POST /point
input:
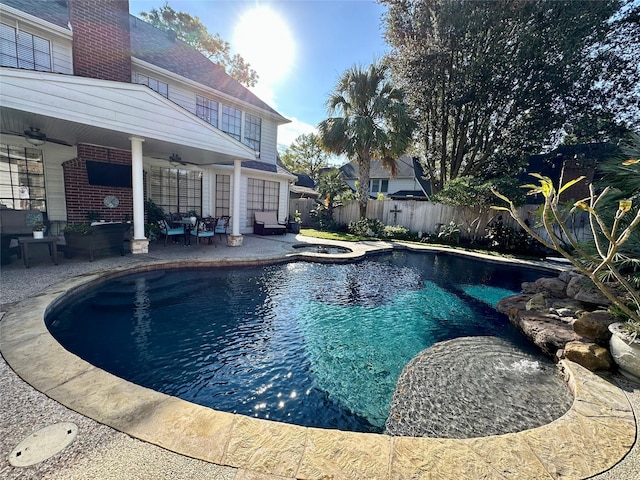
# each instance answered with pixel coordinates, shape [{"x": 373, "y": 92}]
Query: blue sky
[{"x": 312, "y": 42}]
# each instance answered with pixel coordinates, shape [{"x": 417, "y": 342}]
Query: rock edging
[{"x": 565, "y": 317}]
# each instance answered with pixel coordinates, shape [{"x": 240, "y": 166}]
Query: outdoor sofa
[{"x": 99, "y": 239}]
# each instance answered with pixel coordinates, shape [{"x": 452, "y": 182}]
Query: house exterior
[
  {"x": 101, "y": 111},
  {"x": 408, "y": 184}
]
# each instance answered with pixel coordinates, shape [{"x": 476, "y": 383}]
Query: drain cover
[{"x": 43, "y": 444}]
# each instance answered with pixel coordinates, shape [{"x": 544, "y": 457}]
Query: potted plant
[
  {"x": 38, "y": 229},
  {"x": 294, "y": 225},
  {"x": 602, "y": 260}
]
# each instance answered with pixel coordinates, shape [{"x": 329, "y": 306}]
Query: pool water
[{"x": 304, "y": 343}]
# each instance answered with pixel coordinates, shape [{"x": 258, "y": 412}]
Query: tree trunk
[{"x": 364, "y": 167}]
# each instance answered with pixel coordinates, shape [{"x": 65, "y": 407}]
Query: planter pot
[
  {"x": 626, "y": 354},
  {"x": 294, "y": 227}
]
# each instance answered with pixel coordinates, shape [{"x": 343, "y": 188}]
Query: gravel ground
[{"x": 100, "y": 452}]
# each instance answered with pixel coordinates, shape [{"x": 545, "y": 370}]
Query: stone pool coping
[{"x": 595, "y": 434}]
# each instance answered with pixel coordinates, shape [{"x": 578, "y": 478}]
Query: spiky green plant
[{"x": 607, "y": 239}]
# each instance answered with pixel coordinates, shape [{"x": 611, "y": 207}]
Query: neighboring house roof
[
  {"x": 350, "y": 170},
  {"x": 408, "y": 195},
  {"x": 305, "y": 180},
  {"x": 266, "y": 167},
  {"x": 157, "y": 47},
  {"x": 304, "y": 186}
]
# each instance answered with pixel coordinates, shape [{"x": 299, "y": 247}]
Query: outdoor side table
[{"x": 51, "y": 242}]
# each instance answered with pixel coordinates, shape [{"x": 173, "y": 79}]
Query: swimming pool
[{"x": 304, "y": 343}]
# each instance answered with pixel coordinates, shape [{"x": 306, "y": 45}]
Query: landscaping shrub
[{"x": 367, "y": 227}]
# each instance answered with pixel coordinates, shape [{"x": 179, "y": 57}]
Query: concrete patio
[{"x": 598, "y": 432}]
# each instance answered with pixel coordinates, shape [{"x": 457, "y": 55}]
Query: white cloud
[{"x": 288, "y": 132}]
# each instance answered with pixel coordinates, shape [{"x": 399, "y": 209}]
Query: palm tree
[
  {"x": 331, "y": 187},
  {"x": 368, "y": 119}
]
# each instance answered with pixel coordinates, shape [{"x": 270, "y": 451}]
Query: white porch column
[
  {"x": 235, "y": 239},
  {"x": 139, "y": 243}
]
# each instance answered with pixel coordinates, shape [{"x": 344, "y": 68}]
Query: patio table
[
  {"x": 24, "y": 243},
  {"x": 186, "y": 223}
]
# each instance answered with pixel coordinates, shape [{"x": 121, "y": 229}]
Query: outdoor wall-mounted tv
[{"x": 109, "y": 174}]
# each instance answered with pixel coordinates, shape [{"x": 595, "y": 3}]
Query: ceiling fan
[
  {"x": 176, "y": 160},
  {"x": 35, "y": 137}
]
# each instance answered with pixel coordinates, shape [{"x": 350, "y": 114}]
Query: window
[
  {"x": 23, "y": 50},
  {"x": 155, "y": 85},
  {"x": 223, "y": 195},
  {"x": 231, "y": 121},
  {"x": 22, "y": 178},
  {"x": 379, "y": 185},
  {"x": 252, "y": 126},
  {"x": 176, "y": 190},
  {"x": 262, "y": 196},
  {"x": 207, "y": 110}
]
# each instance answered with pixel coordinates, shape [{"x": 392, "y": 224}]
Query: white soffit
[{"x": 130, "y": 109}]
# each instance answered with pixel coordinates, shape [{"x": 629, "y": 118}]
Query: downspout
[
  {"x": 235, "y": 240},
  {"x": 139, "y": 243}
]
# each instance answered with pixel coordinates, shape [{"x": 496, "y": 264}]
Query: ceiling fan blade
[{"x": 59, "y": 142}]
------------------------------
### [Instructions to follow]
None of the pictures belongs in the answer, but all the entries must be repeated exactly.

### [The completed task]
POST /point
input:
# each instance answered with pixel coordinates, shape [{"x": 373, "y": 92}]
Query: blue sky
[{"x": 312, "y": 42}]
# each instance answered with pixel coordinates, shape [{"x": 417, "y": 342}]
Query: rock edging
[{"x": 565, "y": 317}]
# each instance answered with pixel coordinates, shape [{"x": 240, "y": 166}]
Query: outdoor sofa
[{"x": 99, "y": 239}]
# each instance answered with pixel coordinates, shape [{"x": 452, "y": 182}]
Query: house exterior
[
  {"x": 101, "y": 111},
  {"x": 408, "y": 184}
]
# each instance answered with pixel coordinates, shape [{"x": 476, "y": 383}]
Query: drain cover
[{"x": 43, "y": 444}]
# each instance answered with pixel coordinates, shape [{"x": 544, "y": 457}]
Query: potted plant
[
  {"x": 38, "y": 229},
  {"x": 294, "y": 225},
  {"x": 602, "y": 260}
]
# each instance answered with pixel coordinates, shape [{"x": 329, "y": 306}]
Query: pool water
[{"x": 304, "y": 343}]
# each instance answered with pixel coordinates, shape [{"x": 258, "y": 412}]
Query: tree trunk
[{"x": 364, "y": 167}]
# each instance answered with pixel coordinates, shape [{"x": 65, "y": 407}]
Query: planter pot
[
  {"x": 626, "y": 354},
  {"x": 294, "y": 227}
]
# each instance answered with pixel coordinates, shape [{"x": 343, "y": 188}]
Query: gravel ground
[{"x": 100, "y": 452}]
# each instance answered with pixel coordinates, shape [{"x": 545, "y": 370}]
Query: stone pool coping
[{"x": 595, "y": 434}]
# each instance answered with pixel coordinates, shape [{"x": 578, "y": 478}]
Query: spiky green plant
[{"x": 607, "y": 239}]
# each instance answered with pixel coordinates, shape [{"x": 611, "y": 207}]
Query: neighboring house roof
[
  {"x": 350, "y": 170},
  {"x": 408, "y": 195},
  {"x": 305, "y": 180},
  {"x": 266, "y": 167},
  {"x": 157, "y": 47},
  {"x": 304, "y": 186}
]
# each instance answered with pixel coordinates, shape [{"x": 299, "y": 247}]
Query: outdoor side table
[{"x": 51, "y": 242}]
# each instance answered with pixel coordinates, shape [{"x": 173, "y": 79}]
Query: swimming pool
[{"x": 304, "y": 343}]
# each instance answered with pixel coordinates, shape [{"x": 306, "y": 45}]
Query: landscaping shrub
[{"x": 367, "y": 227}]
# each instance answered with pixel coordinates, shape [{"x": 179, "y": 57}]
Query: concrete patio
[{"x": 598, "y": 432}]
# each instance answered with pixel coordinates, shape [{"x": 457, "y": 55}]
Query: white cloud
[{"x": 288, "y": 132}]
# each instance answered with pixel coordinates, shape [{"x": 399, "y": 209}]
Query: palm tree
[
  {"x": 331, "y": 187},
  {"x": 368, "y": 119}
]
# each instance answered with pixel coordinates, shape [{"x": 270, "y": 451}]
Query: white porch column
[
  {"x": 235, "y": 239},
  {"x": 139, "y": 243}
]
# each instance answered with pixel coordinates, shape [{"x": 344, "y": 68}]
Query: patio table
[
  {"x": 24, "y": 243},
  {"x": 186, "y": 223}
]
# each instance answered with pixel coordinates, shape [{"x": 121, "y": 229}]
Query: outdoor wall-mounted tv
[{"x": 109, "y": 174}]
# each instance answered with pixel coordinates, shape [{"x": 595, "y": 3}]
Query: ceiling fan
[
  {"x": 176, "y": 160},
  {"x": 35, "y": 137}
]
# each instance answered with pixel coordinates, shape [{"x": 350, "y": 114}]
Query: window
[
  {"x": 23, "y": 50},
  {"x": 155, "y": 85},
  {"x": 223, "y": 195},
  {"x": 231, "y": 121},
  {"x": 22, "y": 178},
  {"x": 379, "y": 185},
  {"x": 252, "y": 126},
  {"x": 176, "y": 190},
  {"x": 262, "y": 196},
  {"x": 207, "y": 110}
]
# each instance answered with pixel coordinates, shape [{"x": 392, "y": 224}]
Query: white soffit
[{"x": 130, "y": 109}]
# each instance answered with pixel coordinates, shape [{"x": 629, "y": 118}]
Query: downspout
[
  {"x": 235, "y": 240},
  {"x": 139, "y": 243}
]
# each instance answered with pixel coordinates, shape [{"x": 496, "y": 264}]
Query: ceiling fan blade
[{"x": 59, "y": 142}]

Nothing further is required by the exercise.